* _Short task_: Return verbatim the lines of the entries below, starting at the line containing "Report the location of each instance of the man" and ending at the line containing "x=39, y=181", with both of those lines included.

--------

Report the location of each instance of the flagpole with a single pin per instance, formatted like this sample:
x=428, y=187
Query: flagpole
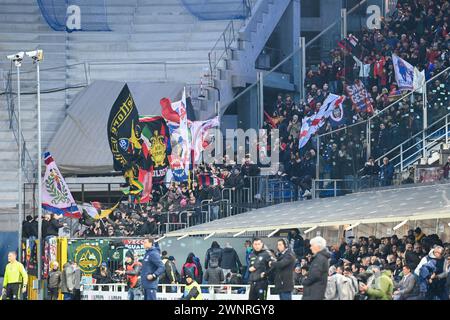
x=39, y=248
x=19, y=178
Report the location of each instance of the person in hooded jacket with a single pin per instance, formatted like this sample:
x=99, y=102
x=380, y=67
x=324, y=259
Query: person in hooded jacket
x=215, y=252
x=169, y=276
x=431, y=284
x=132, y=272
x=152, y=268
x=296, y=243
x=230, y=260
x=67, y=281
x=315, y=284
x=214, y=274
x=190, y=267
x=259, y=269
x=282, y=268
x=380, y=285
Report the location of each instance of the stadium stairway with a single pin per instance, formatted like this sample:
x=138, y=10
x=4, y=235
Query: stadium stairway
x=23, y=28
x=238, y=66
x=160, y=32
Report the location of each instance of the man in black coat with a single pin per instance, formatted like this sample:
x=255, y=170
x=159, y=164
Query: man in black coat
x=215, y=252
x=259, y=269
x=315, y=284
x=284, y=277
x=54, y=226
x=29, y=228
x=230, y=260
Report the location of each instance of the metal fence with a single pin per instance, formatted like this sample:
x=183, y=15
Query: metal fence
x=118, y=291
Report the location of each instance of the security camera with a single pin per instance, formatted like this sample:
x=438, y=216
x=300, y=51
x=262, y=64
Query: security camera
x=36, y=55
x=16, y=57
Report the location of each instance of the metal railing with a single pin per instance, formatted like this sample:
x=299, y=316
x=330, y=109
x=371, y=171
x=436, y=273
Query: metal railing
x=411, y=150
x=118, y=291
x=366, y=125
x=227, y=38
x=27, y=163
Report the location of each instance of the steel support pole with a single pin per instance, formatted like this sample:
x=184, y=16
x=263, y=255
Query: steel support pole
x=318, y=158
x=446, y=130
x=343, y=23
x=369, y=138
x=261, y=100
x=425, y=122
x=302, y=67
x=19, y=172
x=39, y=181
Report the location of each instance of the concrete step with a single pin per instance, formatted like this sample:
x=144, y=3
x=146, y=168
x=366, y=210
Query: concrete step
x=154, y=55
x=162, y=27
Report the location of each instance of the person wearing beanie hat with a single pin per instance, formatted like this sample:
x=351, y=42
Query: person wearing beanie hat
x=132, y=272
x=419, y=234
x=170, y=274
x=192, y=291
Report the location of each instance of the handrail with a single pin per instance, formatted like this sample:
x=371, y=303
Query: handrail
x=231, y=30
x=12, y=118
x=412, y=137
x=400, y=146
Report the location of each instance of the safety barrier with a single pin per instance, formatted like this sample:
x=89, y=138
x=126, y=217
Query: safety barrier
x=118, y=291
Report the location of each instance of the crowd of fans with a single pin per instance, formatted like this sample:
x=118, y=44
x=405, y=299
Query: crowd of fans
x=413, y=267
x=166, y=203
x=418, y=32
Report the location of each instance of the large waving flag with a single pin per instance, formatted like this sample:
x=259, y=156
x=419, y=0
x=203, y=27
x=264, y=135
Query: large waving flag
x=361, y=99
x=305, y=132
x=156, y=148
x=123, y=123
x=56, y=196
x=311, y=124
x=404, y=73
x=175, y=115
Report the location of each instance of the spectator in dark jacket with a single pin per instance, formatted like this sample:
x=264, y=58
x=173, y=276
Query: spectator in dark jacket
x=214, y=274
x=408, y=287
x=152, y=268
x=315, y=284
x=234, y=180
x=386, y=172
x=446, y=168
x=296, y=243
x=284, y=277
x=214, y=252
x=29, y=228
x=45, y=224
x=54, y=281
x=412, y=258
x=102, y=276
x=53, y=226
x=230, y=260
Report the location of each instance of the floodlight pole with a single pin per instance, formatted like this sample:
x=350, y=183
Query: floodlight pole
x=39, y=182
x=19, y=151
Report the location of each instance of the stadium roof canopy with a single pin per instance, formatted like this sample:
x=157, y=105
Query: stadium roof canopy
x=376, y=206
x=80, y=146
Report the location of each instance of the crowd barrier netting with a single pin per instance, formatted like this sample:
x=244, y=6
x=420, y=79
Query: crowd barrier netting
x=75, y=15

--------

* _Response to the exercise_:
Report the location of each instance of the man in black coat with a single pin per instance, formatted like this sample:
x=255, y=170
x=159, y=164
Query: man in black coat
x=215, y=252
x=259, y=269
x=315, y=284
x=284, y=277
x=54, y=226
x=29, y=228
x=230, y=260
Report the location of each instance of the metal fence with a single pin per instance, formatted like this sample:
x=183, y=15
Query: metal fence
x=118, y=291
Report the location of each instance of the security camera with a single pin per instance, formatted like this sample:
x=438, y=216
x=300, y=51
x=262, y=64
Query: security camera
x=36, y=55
x=16, y=57
Report the location of each instance of the metal railing with a single pin per instance, formatted like this sample:
x=299, y=316
x=330, y=109
x=371, y=171
x=436, y=273
Query: metal railing
x=411, y=150
x=118, y=291
x=366, y=125
x=227, y=38
x=27, y=163
Report the location of each instance of the steel support pole with a single pin per instance, formatted like this sample:
x=184, y=16
x=263, y=255
Query: steel support pole
x=318, y=158
x=446, y=130
x=343, y=23
x=369, y=138
x=261, y=100
x=425, y=122
x=302, y=67
x=19, y=172
x=39, y=181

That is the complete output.